▶ _DIRECTIVE 1_
Return the part of the museum exhibition text from "The world-premiere presentation" up to and including "the Clannad Foundation.", copied word for word.

▶ _DOCUMENT PASSAGE_
- - - -
The world-premiere presentation of Warhol on Vinyl: The Record Covers, 1949 – 1987+ was organized by Cranbrook Art Museum and curated by Curator of Contemporary Art and Design Laura Mott. The exhibition is sponsored by the Jeanne and Ralph Graham Exhibition Fund and the Clannad Foundation.
This first comprehensive survey of Paul Evans’s work, this exhibition will document Evans’s role in the midcentury American studio furniture movement, his approach to furniture as sculpture and abstract composition, and his unremitting new approaches to metal. Opening earlier this year at the Michener Art Museum in Doylestown, Pennsylvania, and then traveling to Cranbrook Art Museum—the only other venue for the exhibition—Paul Evans: Crossing Boundaries and Crafting Modernism will be comprised of some sixty-eight works, spanning the artist’s entire career. It includes choice examples of Evans’s early metalwork and jewelry, collaborative pieces made by Evans and Phillip Lloyd Powell during the fifties when they shared a studio, as well as a comprehensive selection of Evans’s studio work representing his sculpted steel; verdigris copper; copper, bronze and pewter; argenté sculpted bronze, and cityscape techniques. The show will also include examples of Evans’s sculpture as well as a selection of work he produced for Directional Furniture Company. The presentation at Cranbrook Art Museum will include work by Evans’s contemporaries selected from Cranbrook’s permanent collection, including the celebrated Shuey Collection, placing his pioneering designs for furniture with the context of concurrent trends in midcentury art and design.
- - - -
▶ _DATASET ENTRIES_
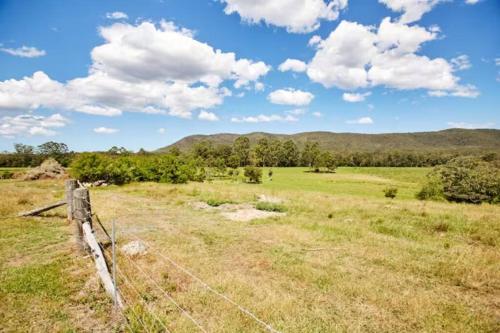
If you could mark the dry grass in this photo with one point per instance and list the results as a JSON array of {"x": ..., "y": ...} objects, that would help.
[{"x": 335, "y": 263}]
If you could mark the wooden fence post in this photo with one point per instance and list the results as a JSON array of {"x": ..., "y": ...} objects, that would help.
[
  {"x": 82, "y": 214},
  {"x": 71, "y": 185}
]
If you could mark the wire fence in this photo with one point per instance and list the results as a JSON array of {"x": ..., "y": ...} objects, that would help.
[{"x": 126, "y": 284}]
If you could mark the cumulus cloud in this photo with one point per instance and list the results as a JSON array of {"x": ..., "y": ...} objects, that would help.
- - - -
▶ _DIRECTIVE 2_
Output every line of the records above as a JSON list of strings, one string per line, with blank lines skipped and the pictures left out.

▶ _CORRECT RESULT 1_
The world-premiere presentation of Warhol on Vinyl: The Record Covers, 1949 – 1987+ was organized by Cranbrook Art Museum and curated by Curator of Contemporary Art and Design Laura Mott. The exhibition is sponsored by the Jeanne and Ralph Graham Exhibition Fund and the Clannad Foundation.

▶ _CORRECT RESULT 2_
[
  "If you could mark the dry grass in this photo with one point per instance and list the results as a JSON array of {\"x\": ..., \"y\": ...} objects, that would help.",
  "[{\"x\": 335, \"y\": 263}]",
  "If you could mark the wooden fence post in this photo with one point per instance and list the results as a JSON array of {\"x\": ..., \"y\": ...} objects, that would help.",
  "[",
  "  {\"x\": 82, \"y\": 214},",
  "  {\"x\": 71, \"y\": 185}",
  "]",
  "If you could mark the wire fence in this photo with one point per instance and list the results as a JSON array of {\"x\": ..., \"y\": ...} objects, that would help.",
  "[{\"x\": 126, \"y\": 284}]",
  "If you could mark the cumulus cloud in this photo with one point per instance and list the results as a JSON array of {\"x\": ..., \"y\": ...} objects, that would help."
]